* **GIVEN PROBLEM**:
Please write out again the part of the lines below that opens with the line containing "Exercise. Point out each instance of the small" and closes with the last line, requests included. Shift every coordinate in the answers by adding 97 to it.

****************************************

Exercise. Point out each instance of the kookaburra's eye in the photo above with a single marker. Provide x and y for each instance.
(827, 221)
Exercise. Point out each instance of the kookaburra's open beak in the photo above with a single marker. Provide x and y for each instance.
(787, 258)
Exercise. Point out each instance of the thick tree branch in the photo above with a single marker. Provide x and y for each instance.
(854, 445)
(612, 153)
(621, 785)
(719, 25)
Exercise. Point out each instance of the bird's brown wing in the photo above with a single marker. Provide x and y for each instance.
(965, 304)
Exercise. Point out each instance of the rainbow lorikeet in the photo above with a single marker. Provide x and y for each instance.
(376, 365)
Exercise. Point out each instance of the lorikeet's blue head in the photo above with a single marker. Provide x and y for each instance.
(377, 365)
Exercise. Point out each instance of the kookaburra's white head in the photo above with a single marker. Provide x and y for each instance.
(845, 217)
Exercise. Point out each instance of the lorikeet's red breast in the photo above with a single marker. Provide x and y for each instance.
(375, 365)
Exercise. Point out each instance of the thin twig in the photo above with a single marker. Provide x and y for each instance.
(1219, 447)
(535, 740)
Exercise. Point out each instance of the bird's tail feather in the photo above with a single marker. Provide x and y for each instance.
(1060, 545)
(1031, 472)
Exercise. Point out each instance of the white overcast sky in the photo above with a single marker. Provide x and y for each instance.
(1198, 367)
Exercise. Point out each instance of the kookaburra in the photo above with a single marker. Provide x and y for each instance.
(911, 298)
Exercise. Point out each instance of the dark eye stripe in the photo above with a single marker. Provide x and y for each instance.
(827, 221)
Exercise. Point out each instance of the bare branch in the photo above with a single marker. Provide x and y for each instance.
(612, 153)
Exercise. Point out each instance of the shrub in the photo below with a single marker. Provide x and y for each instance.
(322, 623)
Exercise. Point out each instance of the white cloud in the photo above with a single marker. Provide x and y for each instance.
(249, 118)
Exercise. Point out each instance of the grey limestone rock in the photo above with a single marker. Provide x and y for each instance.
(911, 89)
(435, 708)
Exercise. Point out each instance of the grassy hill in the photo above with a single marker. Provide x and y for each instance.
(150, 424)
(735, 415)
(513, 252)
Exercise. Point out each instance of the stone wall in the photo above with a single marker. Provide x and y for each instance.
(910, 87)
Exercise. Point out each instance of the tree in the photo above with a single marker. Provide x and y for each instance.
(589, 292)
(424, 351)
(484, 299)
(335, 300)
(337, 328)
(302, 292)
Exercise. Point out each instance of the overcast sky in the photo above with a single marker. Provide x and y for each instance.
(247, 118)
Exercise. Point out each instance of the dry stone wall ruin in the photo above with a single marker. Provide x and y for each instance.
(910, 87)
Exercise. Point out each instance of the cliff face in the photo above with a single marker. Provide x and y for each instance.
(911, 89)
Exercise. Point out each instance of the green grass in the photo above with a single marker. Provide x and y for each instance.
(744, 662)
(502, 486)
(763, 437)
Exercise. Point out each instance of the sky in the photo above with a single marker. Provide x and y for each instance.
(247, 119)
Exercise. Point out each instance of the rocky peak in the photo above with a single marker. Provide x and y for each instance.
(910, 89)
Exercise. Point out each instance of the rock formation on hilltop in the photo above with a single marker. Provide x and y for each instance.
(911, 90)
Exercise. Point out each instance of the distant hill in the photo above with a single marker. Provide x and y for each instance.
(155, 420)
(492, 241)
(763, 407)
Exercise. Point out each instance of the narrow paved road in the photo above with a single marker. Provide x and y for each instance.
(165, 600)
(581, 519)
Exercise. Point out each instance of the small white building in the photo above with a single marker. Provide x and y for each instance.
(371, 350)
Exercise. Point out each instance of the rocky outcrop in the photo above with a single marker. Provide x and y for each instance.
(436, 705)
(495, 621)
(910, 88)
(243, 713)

****************************************

* **WRITTEN ANSWER**:
Exercise. Point out each instance of the small white building in the photo above with a single marker. Provide x and y for each instance.
(468, 447)
Exercise. Point out each instance of the rocky outcrop in the photo above with a single marker. Provide x and y for each instance.
(533, 802)
(592, 718)
(1007, 185)
(340, 810)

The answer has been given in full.